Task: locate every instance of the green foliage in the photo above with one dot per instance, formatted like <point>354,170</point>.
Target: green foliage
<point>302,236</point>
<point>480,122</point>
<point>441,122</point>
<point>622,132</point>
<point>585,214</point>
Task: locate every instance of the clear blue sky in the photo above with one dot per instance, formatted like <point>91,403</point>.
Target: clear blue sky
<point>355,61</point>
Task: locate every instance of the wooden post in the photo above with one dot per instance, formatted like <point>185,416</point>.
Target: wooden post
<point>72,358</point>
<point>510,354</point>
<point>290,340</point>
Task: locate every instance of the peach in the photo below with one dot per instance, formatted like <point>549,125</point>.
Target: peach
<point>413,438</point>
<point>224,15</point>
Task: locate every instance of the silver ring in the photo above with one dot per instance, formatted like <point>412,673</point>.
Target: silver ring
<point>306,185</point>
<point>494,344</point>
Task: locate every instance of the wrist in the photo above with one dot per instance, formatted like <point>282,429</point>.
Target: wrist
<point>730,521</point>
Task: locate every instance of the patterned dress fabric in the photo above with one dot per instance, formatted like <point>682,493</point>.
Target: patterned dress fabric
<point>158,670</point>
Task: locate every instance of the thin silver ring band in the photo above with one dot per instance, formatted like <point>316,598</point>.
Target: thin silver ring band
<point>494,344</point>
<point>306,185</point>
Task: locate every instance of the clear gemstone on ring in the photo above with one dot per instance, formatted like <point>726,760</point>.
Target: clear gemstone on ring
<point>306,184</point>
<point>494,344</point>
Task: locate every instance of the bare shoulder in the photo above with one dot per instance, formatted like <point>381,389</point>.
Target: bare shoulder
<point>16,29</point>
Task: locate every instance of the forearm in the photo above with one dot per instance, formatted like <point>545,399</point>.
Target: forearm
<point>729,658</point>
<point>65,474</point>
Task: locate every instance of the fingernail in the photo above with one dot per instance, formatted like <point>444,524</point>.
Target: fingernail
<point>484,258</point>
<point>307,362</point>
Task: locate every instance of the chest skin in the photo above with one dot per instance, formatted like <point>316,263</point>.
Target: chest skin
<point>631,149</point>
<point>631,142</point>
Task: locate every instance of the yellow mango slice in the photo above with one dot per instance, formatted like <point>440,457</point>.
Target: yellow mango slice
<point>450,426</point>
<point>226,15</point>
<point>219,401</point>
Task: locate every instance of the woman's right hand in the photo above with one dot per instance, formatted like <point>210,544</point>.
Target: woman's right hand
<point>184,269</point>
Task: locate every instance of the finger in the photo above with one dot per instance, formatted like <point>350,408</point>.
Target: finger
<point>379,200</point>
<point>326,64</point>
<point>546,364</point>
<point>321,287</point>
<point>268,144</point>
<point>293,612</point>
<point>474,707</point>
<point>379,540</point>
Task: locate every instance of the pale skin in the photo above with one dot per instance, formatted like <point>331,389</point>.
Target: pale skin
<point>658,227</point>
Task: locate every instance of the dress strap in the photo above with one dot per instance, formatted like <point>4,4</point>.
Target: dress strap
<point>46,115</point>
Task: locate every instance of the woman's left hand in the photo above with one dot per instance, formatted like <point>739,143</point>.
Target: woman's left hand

**Exercise instructions**
Say how many lines of the preceding data include the word "left". The number is the whole answer.

**Reply to the exercise**
2